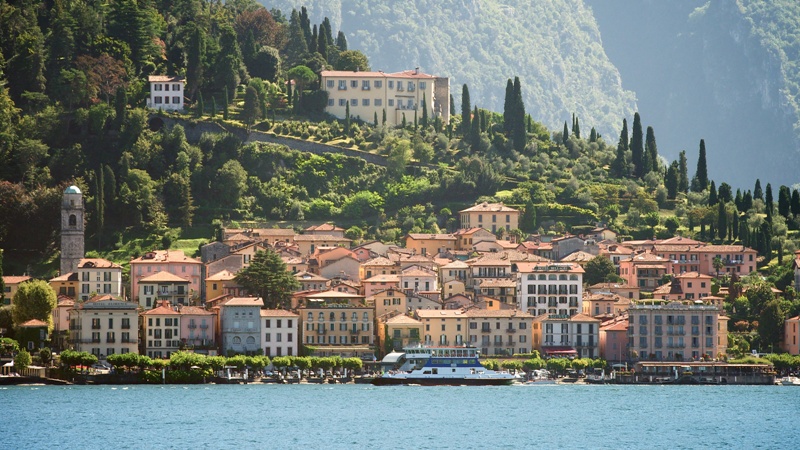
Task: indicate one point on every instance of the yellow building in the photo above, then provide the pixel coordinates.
(399, 95)
(490, 216)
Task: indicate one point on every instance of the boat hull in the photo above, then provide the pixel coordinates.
(453, 381)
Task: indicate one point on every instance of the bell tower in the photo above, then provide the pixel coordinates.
(71, 229)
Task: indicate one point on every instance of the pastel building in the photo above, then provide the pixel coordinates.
(166, 92)
(489, 216)
(398, 95)
(279, 335)
(104, 325)
(172, 261)
(676, 331)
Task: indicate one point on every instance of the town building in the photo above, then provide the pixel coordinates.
(240, 326)
(72, 229)
(279, 332)
(549, 288)
(104, 325)
(395, 96)
(676, 331)
(172, 261)
(99, 276)
(11, 286)
(166, 92)
(489, 216)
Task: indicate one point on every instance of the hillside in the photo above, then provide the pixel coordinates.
(554, 47)
(724, 71)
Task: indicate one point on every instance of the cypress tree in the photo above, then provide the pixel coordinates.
(722, 220)
(341, 42)
(769, 203)
(683, 180)
(508, 107)
(225, 102)
(747, 202)
(347, 118)
(424, 112)
(637, 146)
(466, 108)
(757, 192)
(651, 148)
(794, 204)
(712, 194)
(784, 201)
(475, 130)
(700, 180)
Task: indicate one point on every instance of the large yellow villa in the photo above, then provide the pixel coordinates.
(399, 94)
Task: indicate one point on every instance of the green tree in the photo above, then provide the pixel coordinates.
(22, 360)
(770, 325)
(599, 269)
(466, 110)
(700, 180)
(252, 107)
(683, 180)
(637, 147)
(267, 277)
(34, 300)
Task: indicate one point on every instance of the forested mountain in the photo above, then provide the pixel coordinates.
(723, 70)
(554, 47)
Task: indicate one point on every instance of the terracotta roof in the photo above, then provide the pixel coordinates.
(277, 313)
(402, 319)
(163, 277)
(11, 279)
(375, 74)
(324, 227)
(69, 276)
(245, 301)
(489, 207)
(163, 78)
(163, 309)
(99, 263)
(430, 236)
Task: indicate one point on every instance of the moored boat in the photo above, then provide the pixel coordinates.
(441, 366)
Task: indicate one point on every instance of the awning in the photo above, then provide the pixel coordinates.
(559, 351)
(392, 358)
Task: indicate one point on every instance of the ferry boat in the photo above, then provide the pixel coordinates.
(440, 366)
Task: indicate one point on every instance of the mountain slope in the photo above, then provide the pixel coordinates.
(723, 71)
(554, 47)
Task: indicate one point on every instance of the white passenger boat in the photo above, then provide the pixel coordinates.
(436, 366)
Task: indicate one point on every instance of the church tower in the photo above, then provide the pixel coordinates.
(71, 229)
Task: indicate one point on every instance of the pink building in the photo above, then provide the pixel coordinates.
(172, 261)
(614, 339)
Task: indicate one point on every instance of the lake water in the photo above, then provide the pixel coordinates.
(402, 417)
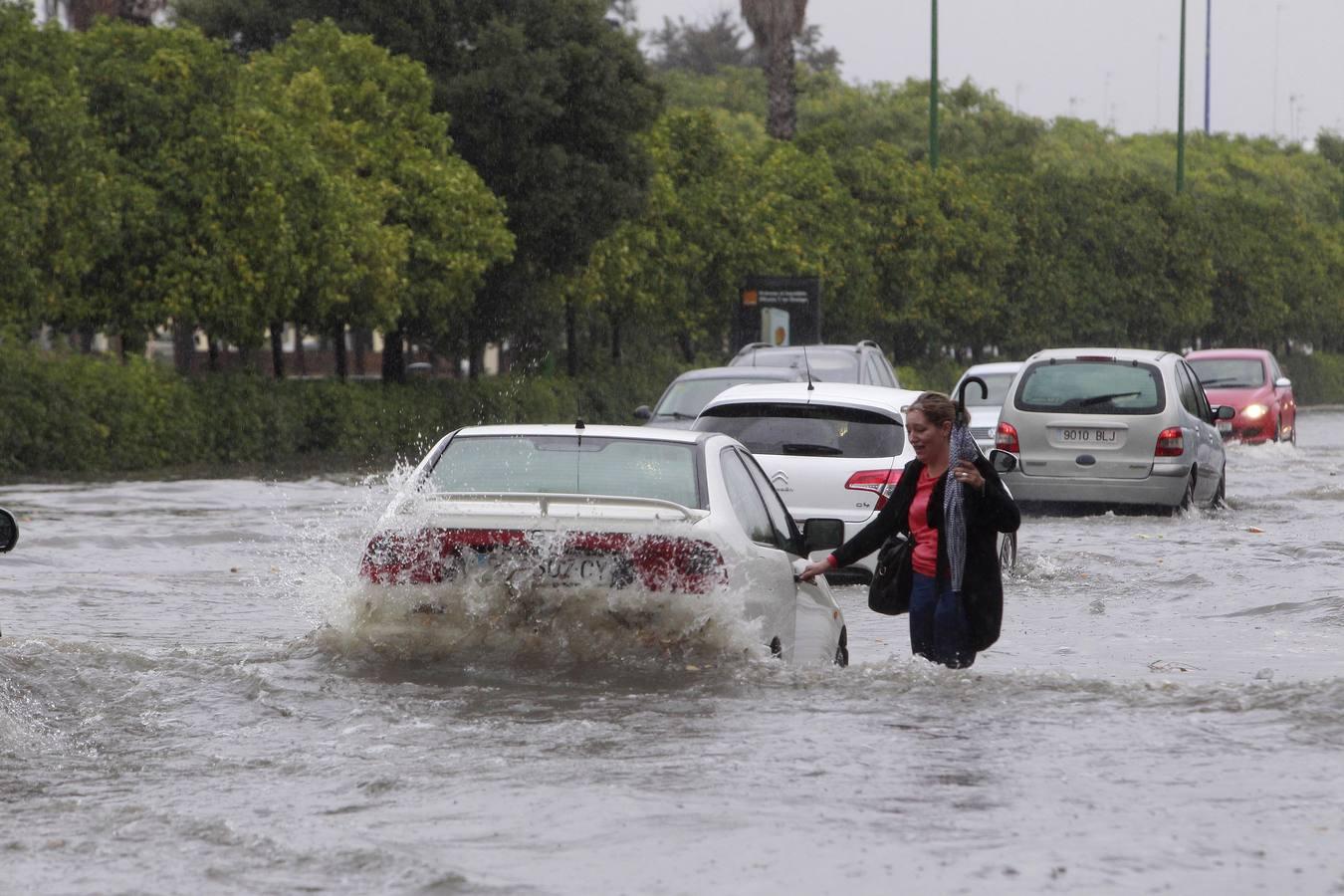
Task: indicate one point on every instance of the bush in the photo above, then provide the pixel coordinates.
(93, 414)
(1317, 379)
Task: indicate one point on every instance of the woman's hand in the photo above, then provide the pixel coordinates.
(970, 476)
(813, 569)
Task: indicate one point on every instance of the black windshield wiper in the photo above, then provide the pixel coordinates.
(1098, 399)
(802, 448)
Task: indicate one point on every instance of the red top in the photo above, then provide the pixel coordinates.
(925, 557)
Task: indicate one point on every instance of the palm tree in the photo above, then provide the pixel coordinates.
(775, 24)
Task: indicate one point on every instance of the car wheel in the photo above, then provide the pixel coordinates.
(843, 648)
(1186, 500)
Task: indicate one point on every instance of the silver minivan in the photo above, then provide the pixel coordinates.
(1110, 426)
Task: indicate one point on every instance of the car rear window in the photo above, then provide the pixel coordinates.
(687, 398)
(1091, 387)
(1229, 372)
(833, 367)
(806, 429)
(568, 465)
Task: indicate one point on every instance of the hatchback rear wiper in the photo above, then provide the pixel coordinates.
(802, 448)
(1098, 399)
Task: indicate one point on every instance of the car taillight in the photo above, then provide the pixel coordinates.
(1170, 442)
(882, 483)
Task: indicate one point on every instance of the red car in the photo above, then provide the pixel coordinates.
(1251, 381)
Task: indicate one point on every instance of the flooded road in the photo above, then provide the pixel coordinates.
(184, 708)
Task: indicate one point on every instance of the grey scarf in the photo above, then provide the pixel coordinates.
(953, 511)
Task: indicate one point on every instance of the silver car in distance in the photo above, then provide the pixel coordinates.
(1110, 426)
(637, 514)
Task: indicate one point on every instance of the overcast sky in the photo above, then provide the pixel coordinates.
(1109, 61)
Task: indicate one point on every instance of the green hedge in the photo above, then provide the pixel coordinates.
(1317, 379)
(93, 414)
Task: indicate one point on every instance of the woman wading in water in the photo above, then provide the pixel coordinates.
(947, 626)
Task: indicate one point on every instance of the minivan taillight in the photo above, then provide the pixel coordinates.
(1170, 442)
(880, 483)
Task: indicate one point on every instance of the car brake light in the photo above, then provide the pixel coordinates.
(1170, 442)
(882, 483)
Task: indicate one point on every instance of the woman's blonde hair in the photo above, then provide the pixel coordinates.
(937, 408)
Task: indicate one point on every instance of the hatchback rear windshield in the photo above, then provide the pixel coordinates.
(687, 398)
(566, 465)
(1091, 387)
(1229, 372)
(806, 430)
(835, 367)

************

# Task details
Pictures in the data above should not be copied; transcribe everything else exactly.

# Answer to the exercise
Task: indicate one point on every instance of the yellow building in the photo above, then provide the pixel coordinates.
(399, 95)
(490, 216)
Task: indicate one point on every instance of the boat hull in the photo above, then provide the pixel coordinates.
(453, 381)
Task: indicate one point on every instance of the bell tower in the photo above, then provide the pixel coordinates.
(71, 229)
Task: indicate one point on every instance of the pastel building in the photo above, then provide the pixel coordinates.
(166, 92)
(489, 216)
(398, 95)
(279, 335)
(104, 325)
(172, 261)
(676, 331)
Task: indicate one point on every instance of the town building in the photo above, then provide the pixel coordinates.
(240, 326)
(72, 229)
(279, 332)
(549, 288)
(104, 325)
(395, 96)
(676, 331)
(172, 261)
(99, 276)
(11, 286)
(166, 92)
(489, 216)
Task: indicate one point on every instance of the hillside in the photo above, then provide the pixel coordinates.
(554, 47)
(724, 71)
Task: indicate one point on every instance of the cypress tree in the photo above, then provide the pixel coordinates.
(722, 220)
(341, 42)
(769, 203)
(683, 180)
(508, 107)
(225, 102)
(747, 202)
(347, 118)
(424, 112)
(637, 146)
(466, 108)
(757, 192)
(651, 148)
(794, 204)
(712, 194)
(784, 201)
(475, 130)
(700, 180)
Task: indicate one point on every instance of the large yellow villa in the photo above, then provide the pixel coordinates.
(399, 94)
Task: indicate one point on every instance of the green tree in the photo above, then provide the pixel coordinates.
(22, 360)
(770, 325)
(599, 269)
(466, 110)
(700, 180)
(252, 107)
(683, 180)
(637, 147)
(267, 277)
(34, 300)
Task: indicate one point on every instance of the forested mountain in the photo above, then provide the pixel coordinates.
(723, 70)
(554, 47)
Task: indicate one point on every instance of the terracotta roof in the photo above, then provide the pixel coordinates.
(277, 313)
(402, 319)
(163, 277)
(11, 279)
(375, 74)
(324, 227)
(69, 276)
(245, 301)
(489, 207)
(163, 78)
(163, 309)
(99, 263)
(430, 236)
Task: indicate one point on every instance of the moored boat in the photo above, then provide the pixel coordinates.
(441, 366)
Task: indicate one point on every instance of the awning in the photo above, then provide the pixel coordinates.
(559, 351)
(392, 358)
Task: indicate one point on every instance of the ferry boat in the photo above, then provide the pixel coordinates.
(440, 366)
Task: indicate one point on every instance of the mountain slope in the photo above, then provide the pixel coordinates.
(723, 71)
(554, 47)
Task: indicate one point on every instance of the white passenger boat in the photo above, then provide the pixel coordinates.
(436, 366)
Task: indicate one point on every instance of the church tower in the photo above, then provide the pixel coordinates.
(71, 229)
Task: indicate one point on every instance of the pink building in the photo above, then provide the pixel coordinates.
(172, 261)
(614, 339)
Task: indicate one point on every instance of the lake water in the photo above, then provide the pixel coordinates.
(402, 417)
Task: indicate one point on every instance of the bush in the photo above, then provide the pixel coordinates.
(93, 414)
(1317, 379)
Task: indicate one point on every instance of the woman's hand in the photo above, then provide the pixel coordinates.
(970, 476)
(813, 569)
Task: indicate one point on every instance of the black windshield wiper in the photo above, then provide the pixel coordinates.
(1098, 399)
(802, 448)
Task: indicate one point on every instance of the red top in the photo above, then provide the pixel coordinates.
(925, 557)
Task: indicate one point on every instance of the palm tree in the photo above, then provide the pixel coordinates.
(775, 24)
Task: indicate one point on every instance of the car wheel in the photo above, then provide the pixel coordinates.
(843, 648)
(1186, 500)
Task: indicate one point on every instance of the silver minivan in the photo above, then provide the pixel coordinates.
(1110, 426)
Task: indicate one point on every instance of the car rear window in the photo above, then provide the pixel coordinates.
(687, 398)
(1091, 387)
(1229, 372)
(833, 367)
(806, 429)
(568, 465)
Task: indicate one point on every instance of the hatchback rear wiper in the photo above, then provide the pixel coordinates.
(802, 448)
(1098, 399)
Task: indicate one point on every instance of the car taillight in the photo above, then provide the pixel coordinates.
(1170, 442)
(882, 483)
Task: indicate one point on every instance of the red car in the photo above, then provide the pixel coordinates.
(1251, 381)
Task: indicate one point on every instance of the flooded road in the photo above, then provide the pixel coordinates.
(184, 708)
Task: indicate one point on every instance of the grey scarf in the photo above, then provide the pixel coordinates.
(953, 511)
Task: indicate one point on every instance of the silver car in distance in the photo above, then provide the pixel coordinates.
(1110, 426)
(637, 514)
Task: indicate one point on every instance of the overcast sky in the photo above, then provide the pixel coordinates.
(1109, 61)
Task: indicate one point on every instance of the green hedge in the photo above, then provide the pixel coordinates.
(1317, 379)
(93, 414)
Task: indicate one point on every instance of the woman wading in water in the photo above, then provide the pixel coordinates.
(947, 626)
Task: indicate one point on every instance of the minivan taillight in the photo above, then provide the pixel coordinates.
(1170, 442)
(880, 483)
Task: indicate one point on every instance of the car brake light in the photo above, then provide the pixel coordinates.
(1170, 442)
(882, 483)
Task: indicate one point on every instance of the woman's blonde hair in the photo above, then provide the pixel coordinates.
(937, 408)
Task: indicate one point on every instance of the hatchback rear windshield in the photo above, then provide the pixel coordinates.
(687, 398)
(566, 465)
(1091, 387)
(1229, 372)
(806, 430)
(835, 367)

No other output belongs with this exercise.